> **DATA EXCERPTS**
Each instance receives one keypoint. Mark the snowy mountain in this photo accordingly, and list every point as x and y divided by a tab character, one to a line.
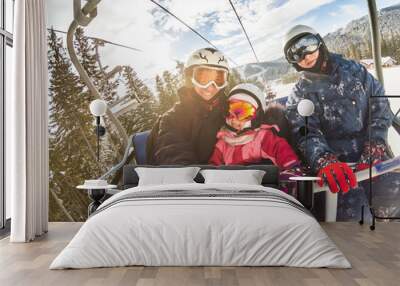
353	41
356	34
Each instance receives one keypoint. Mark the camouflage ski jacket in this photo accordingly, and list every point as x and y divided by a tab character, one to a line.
339	124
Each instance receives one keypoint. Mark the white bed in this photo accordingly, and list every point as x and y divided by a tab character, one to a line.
222	225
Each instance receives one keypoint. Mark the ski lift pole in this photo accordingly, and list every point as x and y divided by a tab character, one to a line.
82	17
375	39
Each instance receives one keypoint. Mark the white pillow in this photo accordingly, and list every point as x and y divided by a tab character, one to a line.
165	176
248	177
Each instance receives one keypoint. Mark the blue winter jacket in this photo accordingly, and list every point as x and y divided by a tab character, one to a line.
339	124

> **REQUEST**
Put the lines above, from the line with "Each instance receives one keypoint. Mark the white bed" through the end of the entries, into a JSON list of strings, one string per line, leaving out blank lines.

> **SOLUTION FOR THIS TASK**
[
  "Each instance receives one keypoint. Mark the white bed in this photo accordingly, and list every point as x and y divided by a tab character, one to a line.",
  "222\t225",
  "Each instance receives one keypoint. Mark the ski lift pole in this photo accordingly, and list every point as x and y divided by a tab character, one to a line.",
  "82\t17",
  "375\t39",
  "Each instance receives one keypoint. Mark the white pillow in this photo accordingly, and list every point as x and y divided by a tab character, one to a line.",
  "165\t176",
  "248\t177",
  "Each instance receives one keypoint. Mark the blue winter jacket in this photo accordingly, and list every point as x and y divided by a tab character, one to a line.",
  "339\t124"
]